- [Your task]: Reproduce the entries word for word but drop every picture.
-- Data shown follows --
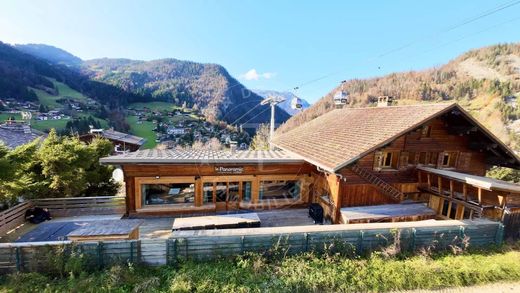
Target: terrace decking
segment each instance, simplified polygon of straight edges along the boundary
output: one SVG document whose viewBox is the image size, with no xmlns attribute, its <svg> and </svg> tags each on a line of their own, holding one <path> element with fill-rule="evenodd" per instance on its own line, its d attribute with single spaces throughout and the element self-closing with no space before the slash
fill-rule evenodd
<svg viewBox="0 0 520 293">
<path fill-rule="evenodd" d="M 436 215 L 434 210 L 421 203 L 350 207 L 340 211 L 345 224 L 420 221 L 435 219 Z"/>
</svg>

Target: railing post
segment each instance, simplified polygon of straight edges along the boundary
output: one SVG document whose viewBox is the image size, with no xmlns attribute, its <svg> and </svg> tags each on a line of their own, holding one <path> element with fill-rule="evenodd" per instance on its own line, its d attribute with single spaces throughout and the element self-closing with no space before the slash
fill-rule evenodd
<svg viewBox="0 0 520 293">
<path fill-rule="evenodd" d="M 244 242 L 245 242 L 245 236 L 240 237 L 240 253 L 244 254 Z"/>
<path fill-rule="evenodd" d="M 134 241 L 130 242 L 130 263 L 134 263 Z"/>
<path fill-rule="evenodd" d="M 103 242 L 99 241 L 97 243 L 97 258 L 98 258 L 98 266 L 100 268 L 103 267 Z"/>
<path fill-rule="evenodd" d="M 415 251 L 416 241 L 417 241 L 417 230 L 415 228 L 412 228 L 412 244 L 410 245 L 412 251 Z"/>
<path fill-rule="evenodd" d="M 20 247 L 15 247 L 14 252 L 16 255 L 16 271 L 22 271 L 22 254 L 20 252 Z"/>
<path fill-rule="evenodd" d="M 498 223 L 497 233 L 495 235 L 495 244 L 501 245 L 504 242 L 504 224 Z"/>
<path fill-rule="evenodd" d="M 305 232 L 303 233 L 303 237 L 305 238 L 305 252 L 309 251 L 309 233 Z"/>
<path fill-rule="evenodd" d="M 363 240 L 365 239 L 365 232 L 363 230 L 359 230 L 359 238 L 358 238 L 358 251 L 359 255 L 363 252 Z"/>
<path fill-rule="evenodd" d="M 177 264 L 177 247 L 178 247 L 177 238 L 175 238 L 173 240 L 173 255 L 172 255 L 172 261 L 174 262 L 174 264 Z"/>
<path fill-rule="evenodd" d="M 186 253 L 186 260 L 188 260 L 188 238 L 184 238 L 184 252 Z"/>
</svg>

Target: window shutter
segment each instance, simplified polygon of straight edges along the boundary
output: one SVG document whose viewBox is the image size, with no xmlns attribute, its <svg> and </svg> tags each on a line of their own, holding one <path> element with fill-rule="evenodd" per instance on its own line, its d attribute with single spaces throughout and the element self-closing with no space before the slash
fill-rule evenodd
<svg viewBox="0 0 520 293">
<path fill-rule="evenodd" d="M 383 164 L 383 152 L 374 153 L 374 171 L 381 171 L 381 165 Z"/>
<path fill-rule="evenodd" d="M 468 170 L 471 164 L 471 153 L 460 153 L 457 169 Z"/>
<path fill-rule="evenodd" d="M 401 152 L 401 156 L 399 157 L 399 169 L 408 167 L 408 156 L 408 152 Z"/>
<path fill-rule="evenodd" d="M 439 156 L 437 157 L 437 168 L 442 168 L 442 162 L 444 161 L 444 153 L 440 152 Z"/>
</svg>

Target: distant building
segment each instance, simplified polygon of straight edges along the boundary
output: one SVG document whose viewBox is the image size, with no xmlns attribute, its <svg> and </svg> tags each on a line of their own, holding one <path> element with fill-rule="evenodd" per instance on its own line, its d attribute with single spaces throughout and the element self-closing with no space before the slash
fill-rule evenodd
<svg viewBox="0 0 520 293">
<path fill-rule="evenodd" d="M 166 133 L 168 133 L 169 135 L 184 135 L 186 133 L 186 129 L 170 127 L 166 130 Z"/>
<path fill-rule="evenodd" d="M 0 142 L 11 149 L 45 137 L 47 137 L 45 133 L 32 129 L 29 124 L 22 121 L 8 120 L 0 124 Z"/>
<path fill-rule="evenodd" d="M 145 138 L 115 131 L 113 129 L 90 129 L 90 133 L 80 136 L 79 139 L 86 143 L 90 143 L 96 136 L 106 138 L 112 142 L 114 145 L 113 153 L 115 154 L 135 152 L 146 143 Z"/>
</svg>

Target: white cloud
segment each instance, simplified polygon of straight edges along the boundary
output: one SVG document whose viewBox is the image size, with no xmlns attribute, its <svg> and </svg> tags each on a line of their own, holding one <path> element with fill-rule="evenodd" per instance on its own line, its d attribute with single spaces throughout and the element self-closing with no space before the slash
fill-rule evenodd
<svg viewBox="0 0 520 293">
<path fill-rule="evenodd" d="M 248 72 L 242 74 L 240 76 L 240 78 L 245 79 L 245 80 L 259 80 L 261 78 L 271 79 L 275 76 L 276 76 L 276 73 L 274 73 L 274 72 L 259 73 L 256 71 L 256 69 L 253 68 L 253 69 L 249 70 Z"/>
</svg>

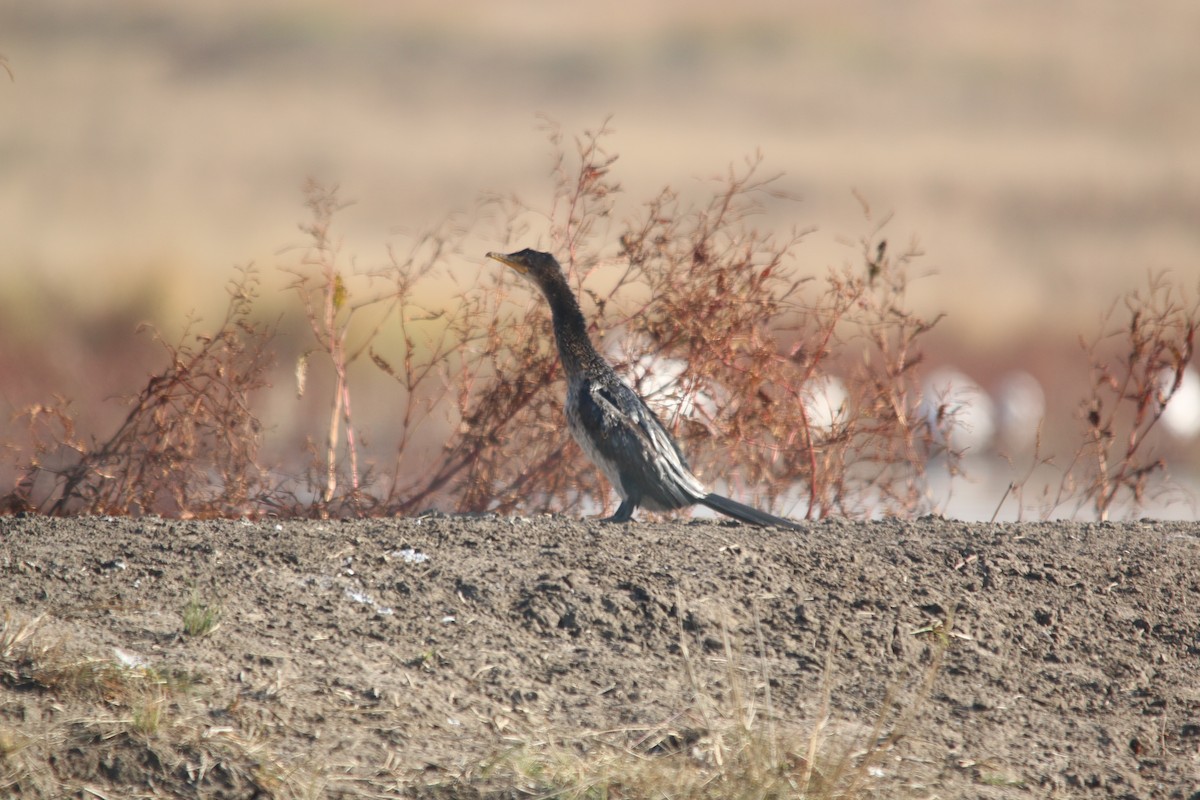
-- Data shown concluded --
- [Expected output]:
Target: terrace decking
segment each instance, simplified polygon of straight edges along the boundary
output: one SVG document whose viewBox is the image size, with no xmlns attribute, its <svg> and </svg> tags each on a line of their own, holding one <path> element with fill-rule="evenodd" per instance on its own line, its d attribute with single spaces throughout and the element self-closing with no space before the slash
fill-rule evenodd
<svg viewBox="0 0 520 293">
<path fill-rule="evenodd" d="M 436 215 L 434 210 L 421 203 L 350 207 L 340 211 L 345 224 L 420 221 L 435 219 Z"/>
</svg>

Target: railing post
segment each instance, simplified polygon of straight edges along the boundary
output: one SVG document whose viewBox is the image size, with no xmlns attribute, its <svg> and </svg> tags each on a line of their own, holding one <path> element with fill-rule="evenodd" per instance on its own line, its d attribute with single spaces throughout and the element self-closing with no space before the slash
fill-rule evenodd
<svg viewBox="0 0 520 293">
<path fill-rule="evenodd" d="M 244 242 L 245 242 L 245 236 L 240 237 L 240 253 L 244 254 Z"/>
<path fill-rule="evenodd" d="M 134 241 L 130 242 L 130 263 L 134 263 Z"/>
<path fill-rule="evenodd" d="M 103 242 L 99 241 L 97 243 L 97 258 L 98 258 L 98 266 L 100 268 L 103 267 Z"/>
<path fill-rule="evenodd" d="M 415 251 L 416 241 L 417 241 L 417 230 L 415 228 L 412 228 L 412 244 L 410 245 L 412 251 Z"/>
<path fill-rule="evenodd" d="M 20 247 L 15 247 L 14 252 L 16 255 L 16 271 L 22 271 L 22 254 L 20 252 Z"/>
<path fill-rule="evenodd" d="M 498 223 L 497 233 L 495 235 L 495 244 L 501 245 L 504 242 L 504 224 Z"/>
<path fill-rule="evenodd" d="M 305 232 L 303 233 L 303 237 L 305 238 L 305 252 L 309 251 L 309 233 Z"/>
<path fill-rule="evenodd" d="M 363 240 L 365 239 L 365 232 L 363 230 L 359 230 L 359 238 L 358 238 L 358 251 L 359 255 L 363 252 Z"/>
<path fill-rule="evenodd" d="M 177 264 L 177 247 L 178 247 L 177 238 L 175 238 L 173 240 L 173 255 L 172 255 L 172 261 L 174 262 L 174 264 Z"/>
<path fill-rule="evenodd" d="M 186 253 L 186 260 L 188 260 L 188 238 L 184 238 L 184 252 Z"/>
</svg>

Target: window shutter
segment each instance, simplified polygon of straight edges along the boundary
output: one SVG document whose viewBox is the image size, with no xmlns attribute, its <svg> and </svg> tags each on a line of their own, holding one <path> element with fill-rule="evenodd" per instance on its own line, its d attribute with single spaces throughout and the element self-closing with no space before the slash
fill-rule evenodd
<svg viewBox="0 0 520 293">
<path fill-rule="evenodd" d="M 383 164 L 383 152 L 374 153 L 374 171 L 381 171 L 381 165 Z"/>
<path fill-rule="evenodd" d="M 468 170 L 471 164 L 471 153 L 460 153 L 457 169 Z"/>
<path fill-rule="evenodd" d="M 401 152 L 401 156 L 399 157 L 399 169 L 408 167 L 408 156 L 408 152 Z"/>
<path fill-rule="evenodd" d="M 439 156 L 437 157 L 437 168 L 442 168 L 442 162 L 444 161 L 444 153 L 440 152 Z"/>
</svg>

Target: distant building
segment each instance, simplified polygon of straight edges along the boundary
output: one SVG document whose viewBox is the image size, with no xmlns attribute, its <svg> and </svg> tags each on a line of their own, holding one <path> element with fill-rule="evenodd" per instance on its own line, its d attribute with single spaces throughout and the element self-closing with no space before the slash
fill-rule evenodd
<svg viewBox="0 0 520 293">
<path fill-rule="evenodd" d="M 166 133 L 168 133 L 169 135 L 184 135 L 186 133 L 186 129 L 170 127 L 166 130 Z"/>
<path fill-rule="evenodd" d="M 0 142 L 11 149 L 45 137 L 47 137 L 45 133 L 32 129 L 29 124 L 22 121 L 8 120 L 0 124 Z"/>
<path fill-rule="evenodd" d="M 145 138 L 115 131 L 113 129 L 90 129 L 90 133 L 80 136 L 79 139 L 86 143 L 90 143 L 96 136 L 106 138 L 112 142 L 114 145 L 113 153 L 115 154 L 135 152 L 146 143 Z"/>
</svg>

Target: white cloud
segment each instance, simplified polygon of straight edges along the boundary
output: one SVG document whose viewBox is the image size, with no xmlns attribute, its <svg> and </svg> tags each on a line of their own, holding one <path> element with fill-rule="evenodd" per instance on its own line, its d attribute with single spaces throughout and the element self-closing with no space before the slash
fill-rule evenodd
<svg viewBox="0 0 520 293">
<path fill-rule="evenodd" d="M 248 72 L 242 74 L 240 76 L 240 78 L 245 79 L 245 80 L 259 80 L 261 78 L 271 79 L 275 76 L 276 76 L 276 73 L 274 73 L 274 72 L 259 73 L 256 71 L 256 69 L 253 68 L 253 69 L 249 70 Z"/>
</svg>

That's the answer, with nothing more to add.